* _Instructions to follow_
Could you retype every line in the records below, starting with the line containing "job: provide the outline of every instance of the shrub" and ending with the line containing "POLYGON ((273 19, 269", inclusive?

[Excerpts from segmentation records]
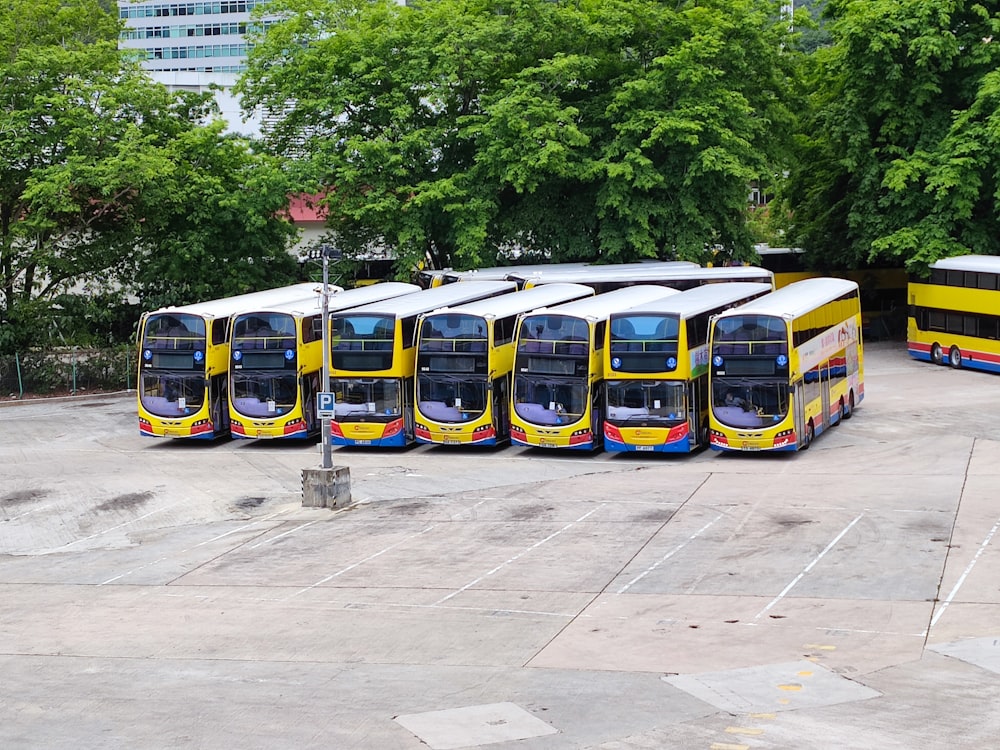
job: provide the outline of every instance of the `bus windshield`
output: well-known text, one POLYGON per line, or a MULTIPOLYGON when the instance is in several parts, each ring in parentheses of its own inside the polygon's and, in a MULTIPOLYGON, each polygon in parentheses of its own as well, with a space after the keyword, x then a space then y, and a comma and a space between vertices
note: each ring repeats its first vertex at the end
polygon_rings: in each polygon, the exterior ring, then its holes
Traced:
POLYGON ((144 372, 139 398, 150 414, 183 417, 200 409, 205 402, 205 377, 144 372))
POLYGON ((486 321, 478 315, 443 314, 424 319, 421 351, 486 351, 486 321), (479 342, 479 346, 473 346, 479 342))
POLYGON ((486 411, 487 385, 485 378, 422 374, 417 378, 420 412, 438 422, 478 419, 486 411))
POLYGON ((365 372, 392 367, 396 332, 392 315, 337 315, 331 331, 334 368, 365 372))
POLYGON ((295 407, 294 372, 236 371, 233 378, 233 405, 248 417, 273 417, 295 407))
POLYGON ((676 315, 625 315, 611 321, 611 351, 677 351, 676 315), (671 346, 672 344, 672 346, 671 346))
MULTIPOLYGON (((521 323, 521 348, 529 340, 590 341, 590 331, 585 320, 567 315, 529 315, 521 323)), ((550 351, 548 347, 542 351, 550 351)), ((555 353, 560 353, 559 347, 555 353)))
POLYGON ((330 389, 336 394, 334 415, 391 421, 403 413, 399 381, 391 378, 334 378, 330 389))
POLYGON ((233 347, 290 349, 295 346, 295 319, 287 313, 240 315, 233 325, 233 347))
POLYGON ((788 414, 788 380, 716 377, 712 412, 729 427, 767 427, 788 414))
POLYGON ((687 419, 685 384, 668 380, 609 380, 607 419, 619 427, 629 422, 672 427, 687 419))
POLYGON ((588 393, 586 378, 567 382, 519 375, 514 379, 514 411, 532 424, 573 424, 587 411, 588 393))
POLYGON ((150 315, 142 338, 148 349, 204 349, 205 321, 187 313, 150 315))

==

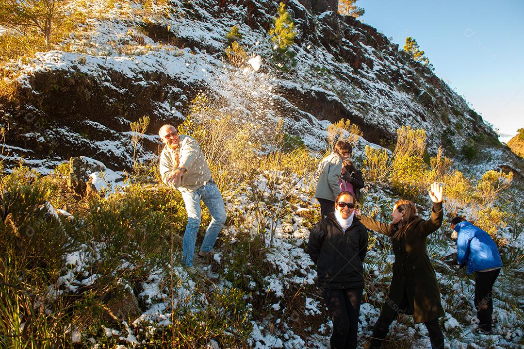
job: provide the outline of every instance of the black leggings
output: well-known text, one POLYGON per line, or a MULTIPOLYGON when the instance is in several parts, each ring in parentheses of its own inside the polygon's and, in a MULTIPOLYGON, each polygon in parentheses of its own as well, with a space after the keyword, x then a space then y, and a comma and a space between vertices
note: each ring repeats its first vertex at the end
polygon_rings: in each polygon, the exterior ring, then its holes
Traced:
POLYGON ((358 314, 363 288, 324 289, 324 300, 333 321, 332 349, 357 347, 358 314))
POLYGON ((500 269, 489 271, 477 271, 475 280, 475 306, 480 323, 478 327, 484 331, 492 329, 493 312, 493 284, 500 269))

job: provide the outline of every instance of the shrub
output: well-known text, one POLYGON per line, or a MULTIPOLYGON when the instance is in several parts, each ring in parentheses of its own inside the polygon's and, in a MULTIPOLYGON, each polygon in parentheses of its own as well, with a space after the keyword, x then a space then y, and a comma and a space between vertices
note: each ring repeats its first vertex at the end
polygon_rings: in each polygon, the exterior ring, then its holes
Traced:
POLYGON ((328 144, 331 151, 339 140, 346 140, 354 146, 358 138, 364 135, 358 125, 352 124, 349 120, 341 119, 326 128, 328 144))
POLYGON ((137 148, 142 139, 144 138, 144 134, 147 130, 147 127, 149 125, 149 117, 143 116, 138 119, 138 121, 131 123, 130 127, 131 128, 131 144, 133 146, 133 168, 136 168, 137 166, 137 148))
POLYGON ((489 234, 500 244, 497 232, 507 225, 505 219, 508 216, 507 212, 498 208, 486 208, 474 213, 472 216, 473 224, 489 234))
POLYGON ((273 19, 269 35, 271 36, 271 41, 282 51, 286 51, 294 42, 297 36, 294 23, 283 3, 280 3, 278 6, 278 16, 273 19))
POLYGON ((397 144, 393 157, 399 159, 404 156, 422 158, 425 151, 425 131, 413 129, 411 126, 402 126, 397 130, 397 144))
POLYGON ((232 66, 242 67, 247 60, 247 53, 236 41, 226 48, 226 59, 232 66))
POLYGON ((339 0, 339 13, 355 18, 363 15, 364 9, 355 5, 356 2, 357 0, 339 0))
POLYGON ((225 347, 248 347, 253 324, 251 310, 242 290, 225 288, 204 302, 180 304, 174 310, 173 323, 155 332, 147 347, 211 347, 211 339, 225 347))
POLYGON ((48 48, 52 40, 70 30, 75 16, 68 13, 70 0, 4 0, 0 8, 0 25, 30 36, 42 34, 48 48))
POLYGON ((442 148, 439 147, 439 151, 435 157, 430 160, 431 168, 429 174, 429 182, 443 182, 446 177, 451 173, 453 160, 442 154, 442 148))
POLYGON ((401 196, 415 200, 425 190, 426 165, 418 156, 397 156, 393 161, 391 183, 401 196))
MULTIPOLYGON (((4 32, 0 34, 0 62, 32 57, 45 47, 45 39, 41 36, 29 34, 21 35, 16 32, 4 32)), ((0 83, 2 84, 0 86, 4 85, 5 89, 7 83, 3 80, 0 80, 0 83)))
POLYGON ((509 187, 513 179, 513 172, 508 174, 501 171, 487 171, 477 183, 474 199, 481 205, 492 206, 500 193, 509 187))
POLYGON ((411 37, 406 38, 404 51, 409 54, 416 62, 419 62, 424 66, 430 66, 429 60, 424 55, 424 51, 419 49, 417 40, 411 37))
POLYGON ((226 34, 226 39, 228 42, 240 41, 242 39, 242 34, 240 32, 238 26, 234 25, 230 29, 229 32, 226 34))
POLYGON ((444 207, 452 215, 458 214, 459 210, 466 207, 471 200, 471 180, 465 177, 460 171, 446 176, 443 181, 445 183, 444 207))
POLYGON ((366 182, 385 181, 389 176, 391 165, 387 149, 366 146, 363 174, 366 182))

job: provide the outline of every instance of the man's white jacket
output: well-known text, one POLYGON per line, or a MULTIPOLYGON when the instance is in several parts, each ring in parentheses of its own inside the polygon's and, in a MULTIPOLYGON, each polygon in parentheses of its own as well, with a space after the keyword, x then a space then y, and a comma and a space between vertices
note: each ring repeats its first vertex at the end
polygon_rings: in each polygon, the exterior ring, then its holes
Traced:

* _The reply_
job: provide the outline of every instance of the shrub
output: well-known text, one POLYGON per line, or a MULTIPOLYGON when the instance is in several parts, each ring in parentheses of its own inside the polygon's and, in a MULTIPOLYGON, each polygon in parentheses of its own as well, with a space after the keyword, x then a space then y, and a comma and a space between vertices
note: each ring repeats its first vertex at the end
polygon_rings: in each polygon, the exterior ring, then its holes
Traced:
POLYGON ((328 144, 331 151, 339 140, 346 140, 354 146, 358 138, 364 135, 358 125, 352 124, 349 120, 341 119, 326 128, 328 144))
POLYGON ((137 148, 142 139, 144 138, 144 134, 147 130, 147 127, 149 125, 149 117, 143 116, 138 119, 138 121, 131 123, 130 127, 131 128, 131 144, 133 146, 133 168, 136 168, 137 166, 137 148))
POLYGON ((489 234, 500 244, 497 232, 507 225, 505 219, 508 216, 507 212, 498 208, 486 208, 474 213, 472 216, 473 224, 489 234))
POLYGON ((273 19, 269 35, 271 36, 271 41, 282 51, 286 51, 294 42, 297 36, 294 23, 283 3, 280 3, 278 6, 278 16, 273 19))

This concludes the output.